(GOAL OF THE EXERCISE): Without skipping anything, write out each record below exactly.

(GIVEN RECORDS):

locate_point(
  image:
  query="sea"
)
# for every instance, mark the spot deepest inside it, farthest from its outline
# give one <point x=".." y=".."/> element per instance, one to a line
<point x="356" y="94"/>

(WRITTEN SOLUTION):
locate_point(
  image:
  query="sea"
)
# for every instance, mark the spot deepest inside it, farthest from its outline
# give one <point x=".." y=".."/> element per instance, one to a line
<point x="356" y="94"/>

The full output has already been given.